■ **Job**: Reproduce the lines between the one holding "task: segment the wire shelf rack" and the one holding "188], [210, 199]]]", inclusive. Multiply each outline coordinate by 0.75 and round to a whole number, halves up, leaving every other number unchanged.

■ **Stored items from a collection**:
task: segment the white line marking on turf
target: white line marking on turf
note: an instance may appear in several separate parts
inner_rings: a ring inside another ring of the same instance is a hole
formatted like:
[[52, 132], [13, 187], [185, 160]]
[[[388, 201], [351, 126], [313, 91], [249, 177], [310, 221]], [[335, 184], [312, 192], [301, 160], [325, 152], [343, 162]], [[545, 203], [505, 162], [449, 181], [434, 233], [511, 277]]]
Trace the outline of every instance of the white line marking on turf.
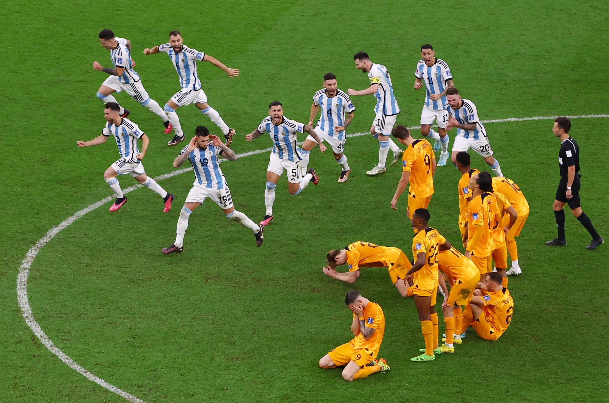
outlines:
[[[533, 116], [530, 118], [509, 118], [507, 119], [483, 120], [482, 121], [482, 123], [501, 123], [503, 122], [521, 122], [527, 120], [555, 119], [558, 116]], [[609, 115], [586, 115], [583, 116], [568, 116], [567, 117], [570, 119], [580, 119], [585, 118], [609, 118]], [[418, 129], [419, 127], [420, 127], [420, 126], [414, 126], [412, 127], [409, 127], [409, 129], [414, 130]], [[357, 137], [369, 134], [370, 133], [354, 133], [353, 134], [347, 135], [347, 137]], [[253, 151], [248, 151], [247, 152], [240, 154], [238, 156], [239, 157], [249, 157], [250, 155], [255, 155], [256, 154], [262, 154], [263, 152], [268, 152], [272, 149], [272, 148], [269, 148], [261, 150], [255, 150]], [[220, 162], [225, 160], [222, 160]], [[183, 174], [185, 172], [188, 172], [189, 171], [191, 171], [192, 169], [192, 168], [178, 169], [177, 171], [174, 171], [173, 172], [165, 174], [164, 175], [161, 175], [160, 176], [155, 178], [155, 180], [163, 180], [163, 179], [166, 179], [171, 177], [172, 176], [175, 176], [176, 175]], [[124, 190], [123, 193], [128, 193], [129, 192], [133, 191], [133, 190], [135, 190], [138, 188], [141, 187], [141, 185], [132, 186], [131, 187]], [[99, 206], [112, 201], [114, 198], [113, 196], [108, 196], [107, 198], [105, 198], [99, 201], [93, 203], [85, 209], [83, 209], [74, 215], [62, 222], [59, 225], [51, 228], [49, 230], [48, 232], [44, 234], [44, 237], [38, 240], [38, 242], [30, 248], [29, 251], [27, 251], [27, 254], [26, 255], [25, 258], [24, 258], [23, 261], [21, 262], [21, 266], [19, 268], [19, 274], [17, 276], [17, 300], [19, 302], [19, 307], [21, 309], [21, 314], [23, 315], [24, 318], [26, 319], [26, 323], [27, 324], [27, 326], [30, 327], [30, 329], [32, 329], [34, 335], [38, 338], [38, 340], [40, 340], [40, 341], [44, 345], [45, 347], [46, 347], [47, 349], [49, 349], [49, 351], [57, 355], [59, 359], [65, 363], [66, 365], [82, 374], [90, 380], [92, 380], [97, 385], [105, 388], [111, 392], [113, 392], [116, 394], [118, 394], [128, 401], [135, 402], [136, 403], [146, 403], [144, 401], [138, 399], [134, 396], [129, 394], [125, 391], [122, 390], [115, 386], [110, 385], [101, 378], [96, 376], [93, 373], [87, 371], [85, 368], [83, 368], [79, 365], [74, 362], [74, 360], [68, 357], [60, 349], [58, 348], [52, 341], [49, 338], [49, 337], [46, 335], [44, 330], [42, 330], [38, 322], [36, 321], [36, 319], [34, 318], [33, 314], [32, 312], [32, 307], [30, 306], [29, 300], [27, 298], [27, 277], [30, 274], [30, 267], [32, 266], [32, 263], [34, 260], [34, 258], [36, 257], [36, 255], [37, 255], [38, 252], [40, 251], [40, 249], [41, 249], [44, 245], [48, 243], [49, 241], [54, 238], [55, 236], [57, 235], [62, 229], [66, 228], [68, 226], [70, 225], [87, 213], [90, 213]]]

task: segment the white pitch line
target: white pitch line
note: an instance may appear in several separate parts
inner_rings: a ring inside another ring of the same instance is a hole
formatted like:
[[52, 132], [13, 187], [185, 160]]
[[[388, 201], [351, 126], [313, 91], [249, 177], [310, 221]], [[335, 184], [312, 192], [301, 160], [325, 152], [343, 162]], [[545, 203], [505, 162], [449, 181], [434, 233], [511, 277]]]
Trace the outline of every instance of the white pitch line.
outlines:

---

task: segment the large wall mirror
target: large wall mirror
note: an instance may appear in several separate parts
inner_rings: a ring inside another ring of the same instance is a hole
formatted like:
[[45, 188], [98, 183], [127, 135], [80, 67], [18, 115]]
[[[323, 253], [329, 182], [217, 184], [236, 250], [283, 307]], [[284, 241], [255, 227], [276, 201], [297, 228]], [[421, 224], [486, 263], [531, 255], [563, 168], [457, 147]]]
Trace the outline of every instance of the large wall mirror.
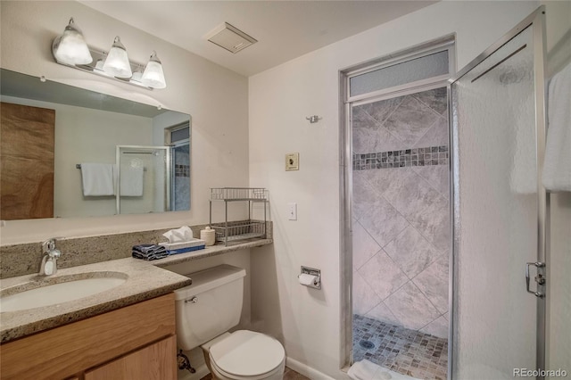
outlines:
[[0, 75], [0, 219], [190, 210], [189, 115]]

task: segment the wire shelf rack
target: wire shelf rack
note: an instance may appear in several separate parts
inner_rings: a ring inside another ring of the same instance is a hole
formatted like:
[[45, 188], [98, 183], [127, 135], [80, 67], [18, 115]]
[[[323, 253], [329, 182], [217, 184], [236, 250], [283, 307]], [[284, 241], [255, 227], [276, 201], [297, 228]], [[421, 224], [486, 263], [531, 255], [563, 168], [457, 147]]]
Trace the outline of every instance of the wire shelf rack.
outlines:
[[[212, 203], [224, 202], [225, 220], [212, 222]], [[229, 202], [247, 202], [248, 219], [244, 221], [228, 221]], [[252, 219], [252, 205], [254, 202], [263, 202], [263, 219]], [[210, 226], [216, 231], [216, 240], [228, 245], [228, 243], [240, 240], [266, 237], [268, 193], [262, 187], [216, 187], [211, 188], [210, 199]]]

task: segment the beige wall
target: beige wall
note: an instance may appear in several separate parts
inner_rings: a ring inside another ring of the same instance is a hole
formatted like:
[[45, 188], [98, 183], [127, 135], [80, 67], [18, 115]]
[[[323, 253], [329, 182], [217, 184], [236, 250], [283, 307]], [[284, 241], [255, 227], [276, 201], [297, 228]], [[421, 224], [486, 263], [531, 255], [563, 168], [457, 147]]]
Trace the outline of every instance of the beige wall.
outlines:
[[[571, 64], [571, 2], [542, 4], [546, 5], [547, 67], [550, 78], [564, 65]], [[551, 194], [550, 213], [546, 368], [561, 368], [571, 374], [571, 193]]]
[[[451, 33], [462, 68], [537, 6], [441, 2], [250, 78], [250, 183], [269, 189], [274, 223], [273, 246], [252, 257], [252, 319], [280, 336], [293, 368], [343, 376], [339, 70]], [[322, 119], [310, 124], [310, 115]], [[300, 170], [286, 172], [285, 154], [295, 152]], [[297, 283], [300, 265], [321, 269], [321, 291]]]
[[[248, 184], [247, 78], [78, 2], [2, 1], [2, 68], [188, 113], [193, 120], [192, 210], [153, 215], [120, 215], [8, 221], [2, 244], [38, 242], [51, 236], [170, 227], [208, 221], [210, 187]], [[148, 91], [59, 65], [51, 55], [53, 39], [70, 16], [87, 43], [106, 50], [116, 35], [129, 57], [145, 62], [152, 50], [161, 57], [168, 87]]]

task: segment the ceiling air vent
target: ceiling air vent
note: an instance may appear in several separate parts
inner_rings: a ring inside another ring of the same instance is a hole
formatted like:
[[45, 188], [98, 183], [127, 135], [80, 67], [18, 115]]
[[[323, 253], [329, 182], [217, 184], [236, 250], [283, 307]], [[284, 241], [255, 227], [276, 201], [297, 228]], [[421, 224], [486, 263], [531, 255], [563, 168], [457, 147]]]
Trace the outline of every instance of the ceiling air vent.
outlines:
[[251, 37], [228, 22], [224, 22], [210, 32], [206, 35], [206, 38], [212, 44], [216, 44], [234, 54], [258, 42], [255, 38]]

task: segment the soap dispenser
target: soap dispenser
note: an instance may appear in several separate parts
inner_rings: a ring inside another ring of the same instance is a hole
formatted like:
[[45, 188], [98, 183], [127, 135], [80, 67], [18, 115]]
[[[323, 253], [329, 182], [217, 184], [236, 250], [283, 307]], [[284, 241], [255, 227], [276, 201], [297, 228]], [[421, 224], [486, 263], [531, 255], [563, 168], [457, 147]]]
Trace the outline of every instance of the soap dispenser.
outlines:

■ **Answer to the exercise**:
task: segment the wire shelf rack
target: wire shelf rack
note: an instance may appear in several separate parts
inner_rings: a ring inside another ring of the same instance is a hole
formatted like:
[[45, 188], [98, 183], [127, 135], [80, 67], [18, 115]]
[[[323, 253], [329, 182], [217, 184], [236, 250], [283, 307]], [[284, 241], [255, 227], [276, 201], [297, 228]], [[421, 224], [486, 263], [531, 255], [563, 168], [457, 147]]]
Trace the outline of every instance of the wire shelf rack.
outlines:
[[[159, 152], [168, 152], [169, 165], [159, 167]], [[172, 152], [185, 152], [186, 164], [183, 166], [171, 166]], [[189, 164], [189, 154], [191, 152], [197, 152], [197, 164]], [[158, 170], [162, 173], [162, 180], [171, 184], [171, 182], [180, 180], [200, 178], [201, 145], [197, 140], [162, 140], [158, 141], [158, 149]]]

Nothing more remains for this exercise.